* [THE PROBLEM]: Reproduce verbatim only the lines from the one containing "--target turtle head" through the last line below, both included.

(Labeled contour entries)

^^^^^^^^^^^^^^^^

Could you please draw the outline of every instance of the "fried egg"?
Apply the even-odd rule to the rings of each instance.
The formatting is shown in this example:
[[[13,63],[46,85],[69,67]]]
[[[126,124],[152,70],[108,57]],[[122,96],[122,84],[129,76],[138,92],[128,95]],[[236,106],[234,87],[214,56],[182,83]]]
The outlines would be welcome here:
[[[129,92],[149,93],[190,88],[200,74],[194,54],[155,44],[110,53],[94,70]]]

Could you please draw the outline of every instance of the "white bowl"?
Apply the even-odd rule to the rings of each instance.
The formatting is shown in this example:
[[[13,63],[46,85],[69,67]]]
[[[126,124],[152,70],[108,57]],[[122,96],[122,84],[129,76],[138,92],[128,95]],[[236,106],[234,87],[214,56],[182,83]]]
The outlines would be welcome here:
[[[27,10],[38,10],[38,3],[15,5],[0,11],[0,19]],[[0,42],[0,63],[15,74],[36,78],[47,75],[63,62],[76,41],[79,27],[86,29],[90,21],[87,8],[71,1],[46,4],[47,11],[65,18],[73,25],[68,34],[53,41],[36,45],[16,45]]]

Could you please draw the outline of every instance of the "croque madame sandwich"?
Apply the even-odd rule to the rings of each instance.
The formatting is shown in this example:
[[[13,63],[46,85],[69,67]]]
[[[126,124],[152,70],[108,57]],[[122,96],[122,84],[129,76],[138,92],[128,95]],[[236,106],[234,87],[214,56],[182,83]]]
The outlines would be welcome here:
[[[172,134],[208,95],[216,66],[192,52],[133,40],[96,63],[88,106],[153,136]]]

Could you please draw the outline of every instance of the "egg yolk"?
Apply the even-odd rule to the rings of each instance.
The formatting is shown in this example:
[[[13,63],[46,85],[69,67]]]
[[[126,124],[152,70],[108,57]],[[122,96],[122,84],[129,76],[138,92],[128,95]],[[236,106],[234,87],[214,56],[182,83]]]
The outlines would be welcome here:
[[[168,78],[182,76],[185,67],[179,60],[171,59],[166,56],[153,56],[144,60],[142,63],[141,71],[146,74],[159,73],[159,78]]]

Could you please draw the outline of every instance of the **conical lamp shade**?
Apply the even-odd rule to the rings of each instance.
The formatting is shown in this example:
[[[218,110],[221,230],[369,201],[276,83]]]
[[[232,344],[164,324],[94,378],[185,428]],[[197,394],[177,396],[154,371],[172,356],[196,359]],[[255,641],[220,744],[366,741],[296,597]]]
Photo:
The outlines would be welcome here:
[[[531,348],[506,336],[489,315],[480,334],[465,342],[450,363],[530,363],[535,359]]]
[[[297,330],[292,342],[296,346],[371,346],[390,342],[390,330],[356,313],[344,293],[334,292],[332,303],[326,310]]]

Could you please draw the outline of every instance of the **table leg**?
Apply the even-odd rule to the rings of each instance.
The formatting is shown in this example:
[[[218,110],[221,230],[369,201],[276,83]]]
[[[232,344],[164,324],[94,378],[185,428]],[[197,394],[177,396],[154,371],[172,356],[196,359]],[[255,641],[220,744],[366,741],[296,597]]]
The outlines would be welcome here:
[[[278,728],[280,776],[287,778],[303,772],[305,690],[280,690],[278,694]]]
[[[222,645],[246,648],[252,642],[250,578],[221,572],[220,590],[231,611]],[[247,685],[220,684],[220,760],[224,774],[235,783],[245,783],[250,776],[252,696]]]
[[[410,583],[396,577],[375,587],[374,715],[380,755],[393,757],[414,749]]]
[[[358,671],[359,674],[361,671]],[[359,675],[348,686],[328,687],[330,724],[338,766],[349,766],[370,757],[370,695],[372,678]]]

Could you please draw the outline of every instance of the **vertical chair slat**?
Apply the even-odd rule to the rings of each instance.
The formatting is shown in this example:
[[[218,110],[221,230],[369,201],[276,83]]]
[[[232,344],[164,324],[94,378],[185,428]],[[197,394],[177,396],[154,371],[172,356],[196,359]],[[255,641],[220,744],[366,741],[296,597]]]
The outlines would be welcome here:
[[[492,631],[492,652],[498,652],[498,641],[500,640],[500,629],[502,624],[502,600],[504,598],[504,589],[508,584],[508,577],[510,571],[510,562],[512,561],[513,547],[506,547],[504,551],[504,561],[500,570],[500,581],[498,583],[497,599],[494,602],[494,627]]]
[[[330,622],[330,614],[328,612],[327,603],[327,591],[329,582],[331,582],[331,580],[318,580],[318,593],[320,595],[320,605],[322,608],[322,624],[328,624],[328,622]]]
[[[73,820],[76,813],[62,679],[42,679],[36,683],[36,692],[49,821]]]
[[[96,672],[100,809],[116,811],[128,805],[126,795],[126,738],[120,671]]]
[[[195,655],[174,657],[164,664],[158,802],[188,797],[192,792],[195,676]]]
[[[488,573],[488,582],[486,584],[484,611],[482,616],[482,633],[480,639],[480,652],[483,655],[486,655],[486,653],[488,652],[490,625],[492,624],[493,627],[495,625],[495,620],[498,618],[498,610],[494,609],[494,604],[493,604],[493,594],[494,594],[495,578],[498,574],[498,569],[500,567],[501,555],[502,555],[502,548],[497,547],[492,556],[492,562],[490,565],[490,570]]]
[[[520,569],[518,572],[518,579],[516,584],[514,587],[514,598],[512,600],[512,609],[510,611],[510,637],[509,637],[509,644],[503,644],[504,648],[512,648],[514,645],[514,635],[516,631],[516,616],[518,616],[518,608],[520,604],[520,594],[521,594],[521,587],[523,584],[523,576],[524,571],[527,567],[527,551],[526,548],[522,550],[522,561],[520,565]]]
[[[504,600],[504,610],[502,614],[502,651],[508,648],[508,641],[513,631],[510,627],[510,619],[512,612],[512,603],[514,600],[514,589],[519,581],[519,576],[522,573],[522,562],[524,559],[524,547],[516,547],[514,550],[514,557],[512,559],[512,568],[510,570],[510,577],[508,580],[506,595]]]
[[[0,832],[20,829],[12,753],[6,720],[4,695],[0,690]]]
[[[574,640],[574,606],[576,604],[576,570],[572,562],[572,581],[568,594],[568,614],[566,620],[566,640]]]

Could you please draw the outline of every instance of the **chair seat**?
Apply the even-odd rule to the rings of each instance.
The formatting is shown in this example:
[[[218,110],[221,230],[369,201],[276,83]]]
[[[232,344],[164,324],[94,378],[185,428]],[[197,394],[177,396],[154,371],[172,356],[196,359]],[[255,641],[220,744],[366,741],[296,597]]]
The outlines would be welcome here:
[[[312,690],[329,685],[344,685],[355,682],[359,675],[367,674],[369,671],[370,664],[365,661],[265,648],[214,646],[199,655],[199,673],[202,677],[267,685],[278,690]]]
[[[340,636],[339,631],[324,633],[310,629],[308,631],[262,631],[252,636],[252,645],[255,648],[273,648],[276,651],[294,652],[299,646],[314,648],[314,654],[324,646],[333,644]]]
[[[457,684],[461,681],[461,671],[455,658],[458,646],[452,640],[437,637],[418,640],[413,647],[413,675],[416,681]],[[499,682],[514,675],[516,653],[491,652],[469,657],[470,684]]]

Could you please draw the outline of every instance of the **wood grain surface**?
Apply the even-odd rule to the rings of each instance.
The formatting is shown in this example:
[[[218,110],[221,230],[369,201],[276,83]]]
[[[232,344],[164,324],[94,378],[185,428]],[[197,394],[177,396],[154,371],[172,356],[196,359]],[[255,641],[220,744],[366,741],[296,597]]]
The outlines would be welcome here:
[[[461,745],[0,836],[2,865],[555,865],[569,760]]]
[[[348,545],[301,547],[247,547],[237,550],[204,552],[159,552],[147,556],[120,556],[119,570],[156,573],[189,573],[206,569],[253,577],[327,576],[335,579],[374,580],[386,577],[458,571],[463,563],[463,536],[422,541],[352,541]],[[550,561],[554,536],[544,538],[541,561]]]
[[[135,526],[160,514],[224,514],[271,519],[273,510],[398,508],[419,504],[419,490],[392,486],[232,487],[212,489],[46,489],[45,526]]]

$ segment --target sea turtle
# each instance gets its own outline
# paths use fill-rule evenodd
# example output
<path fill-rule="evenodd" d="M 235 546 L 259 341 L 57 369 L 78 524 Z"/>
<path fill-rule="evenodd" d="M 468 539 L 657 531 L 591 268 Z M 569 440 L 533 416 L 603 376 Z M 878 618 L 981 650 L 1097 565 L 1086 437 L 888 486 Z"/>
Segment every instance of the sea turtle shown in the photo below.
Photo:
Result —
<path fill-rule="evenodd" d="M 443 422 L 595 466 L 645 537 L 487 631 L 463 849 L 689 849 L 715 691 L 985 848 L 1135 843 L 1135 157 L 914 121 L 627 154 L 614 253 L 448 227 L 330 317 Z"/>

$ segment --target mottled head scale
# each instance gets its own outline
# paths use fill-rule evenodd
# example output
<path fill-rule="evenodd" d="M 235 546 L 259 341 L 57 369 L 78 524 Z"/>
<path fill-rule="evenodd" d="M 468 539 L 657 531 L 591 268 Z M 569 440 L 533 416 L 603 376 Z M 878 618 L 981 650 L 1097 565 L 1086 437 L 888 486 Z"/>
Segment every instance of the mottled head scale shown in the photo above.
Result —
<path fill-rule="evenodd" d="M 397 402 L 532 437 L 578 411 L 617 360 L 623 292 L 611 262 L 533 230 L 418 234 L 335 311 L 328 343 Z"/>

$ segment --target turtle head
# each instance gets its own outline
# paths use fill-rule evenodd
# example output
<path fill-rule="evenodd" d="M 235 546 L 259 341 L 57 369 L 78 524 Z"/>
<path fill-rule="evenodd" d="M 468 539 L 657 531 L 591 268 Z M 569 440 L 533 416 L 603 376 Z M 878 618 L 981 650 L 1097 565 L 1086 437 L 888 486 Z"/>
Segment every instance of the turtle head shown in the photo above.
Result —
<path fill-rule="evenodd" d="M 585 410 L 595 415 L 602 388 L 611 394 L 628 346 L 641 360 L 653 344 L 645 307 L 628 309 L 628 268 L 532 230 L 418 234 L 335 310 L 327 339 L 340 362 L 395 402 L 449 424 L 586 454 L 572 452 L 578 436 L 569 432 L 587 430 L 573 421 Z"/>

^^^^^^^^^^^^^^^^

* [WORKED ANSWER]:
$ segment --target turtle head
# each instance gets its own outline
# paths use fill-rule evenodd
# example output
<path fill-rule="evenodd" d="M 235 546 L 259 341 L 57 369 L 78 524 Z"/>
<path fill-rule="evenodd" d="M 468 539 L 657 531 L 591 268 Z M 569 440 L 533 416 L 603 376 Z M 878 618 L 981 650 L 1097 565 L 1086 437 L 888 486 Z"/>
Segment every instance of the turtle head shown in the photo above.
Result —
<path fill-rule="evenodd" d="M 585 410 L 595 415 L 602 388 L 611 394 L 628 346 L 641 360 L 653 344 L 645 307 L 628 309 L 628 268 L 532 230 L 418 234 L 335 310 L 327 339 L 340 362 L 395 402 L 449 424 L 586 454 L 572 452 L 578 436 L 569 432 L 587 430 L 573 421 Z"/>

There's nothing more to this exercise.